Photo labels with boxes
···

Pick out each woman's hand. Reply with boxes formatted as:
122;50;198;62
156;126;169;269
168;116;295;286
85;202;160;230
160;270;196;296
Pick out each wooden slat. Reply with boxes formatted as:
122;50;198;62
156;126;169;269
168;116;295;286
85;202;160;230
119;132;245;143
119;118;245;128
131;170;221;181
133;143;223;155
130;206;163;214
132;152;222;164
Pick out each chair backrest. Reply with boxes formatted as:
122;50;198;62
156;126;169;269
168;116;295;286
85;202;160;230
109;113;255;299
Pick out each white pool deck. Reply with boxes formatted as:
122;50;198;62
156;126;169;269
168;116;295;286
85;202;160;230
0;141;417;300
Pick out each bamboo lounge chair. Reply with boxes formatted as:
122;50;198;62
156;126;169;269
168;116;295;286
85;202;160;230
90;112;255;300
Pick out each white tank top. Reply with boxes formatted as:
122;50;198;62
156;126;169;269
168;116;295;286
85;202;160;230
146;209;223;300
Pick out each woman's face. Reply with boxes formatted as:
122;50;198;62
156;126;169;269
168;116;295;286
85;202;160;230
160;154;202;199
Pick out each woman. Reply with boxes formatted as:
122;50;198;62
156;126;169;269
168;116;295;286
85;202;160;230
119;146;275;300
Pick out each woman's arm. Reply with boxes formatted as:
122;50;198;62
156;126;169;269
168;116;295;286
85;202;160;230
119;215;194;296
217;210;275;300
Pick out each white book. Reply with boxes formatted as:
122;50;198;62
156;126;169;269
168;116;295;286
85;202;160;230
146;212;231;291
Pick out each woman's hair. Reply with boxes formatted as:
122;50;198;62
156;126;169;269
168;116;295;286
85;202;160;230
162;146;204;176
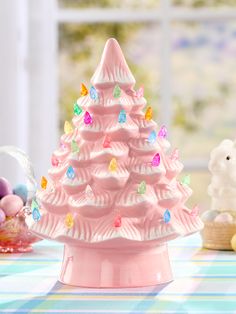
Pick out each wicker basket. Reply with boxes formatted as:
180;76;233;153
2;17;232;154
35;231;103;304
201;222;236;251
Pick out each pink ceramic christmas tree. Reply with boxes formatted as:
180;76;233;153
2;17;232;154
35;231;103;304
29;39;202;287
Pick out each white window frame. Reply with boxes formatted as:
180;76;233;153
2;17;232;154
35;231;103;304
0;0;236;182
57;0;236;171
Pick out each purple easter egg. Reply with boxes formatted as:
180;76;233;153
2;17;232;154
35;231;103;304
0;177;12;198
0;208;6;224
0;194;24;217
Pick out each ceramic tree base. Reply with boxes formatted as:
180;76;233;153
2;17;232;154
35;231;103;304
60;244;172;288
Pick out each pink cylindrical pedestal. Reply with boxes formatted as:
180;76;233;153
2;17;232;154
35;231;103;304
60;244;172;288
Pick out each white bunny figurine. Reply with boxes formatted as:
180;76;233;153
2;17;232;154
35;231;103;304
208;139;236;212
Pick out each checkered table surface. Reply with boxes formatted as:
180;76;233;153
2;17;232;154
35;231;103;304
0;235;236;314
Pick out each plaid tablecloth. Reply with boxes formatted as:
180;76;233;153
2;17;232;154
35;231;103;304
0;235;236;314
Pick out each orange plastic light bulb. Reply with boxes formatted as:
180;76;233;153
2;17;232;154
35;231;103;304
64;121;73;134
80;83;88;96
108;158;117;172
145;106;152;121
41;176;48;190
65;213;74;229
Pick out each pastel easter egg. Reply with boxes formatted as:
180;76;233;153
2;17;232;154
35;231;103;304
231;234;236;251
0;177;12;198
0;208;6;224
0;194;24;217
214;213;234;223
13;184;28;204
201;210;219;222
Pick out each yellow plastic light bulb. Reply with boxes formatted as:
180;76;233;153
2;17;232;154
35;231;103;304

···

Copy out everything from the line containing "Pick out each checkered" down to the line containing "65;213;74;229", both lines included. Multiply each answer box coordinate by 2.25 and round it to a whole number, with halves going up, and leave the requests and their sample formats unchanged.

Pick out each checkered table surface. Reply with boxes formatted as:
180;76;233;153
2;17;232;154
35;231;103;304
0;529;531;707
Pick out each plaid tablecloth. Reply with boxes formatted as:
180;76;233;153
2;17;232;154
35;231;103;304
0;529;531;707
Pick out each orange plastic light bulb. Reply with boxes formatted as:
180;76;233;153
2;17;232;154
35;231;103;304
144;272;164;302
180;187;198;216
243;356;263;387
326;239;342;272
92;396;108;428
146;479;167;515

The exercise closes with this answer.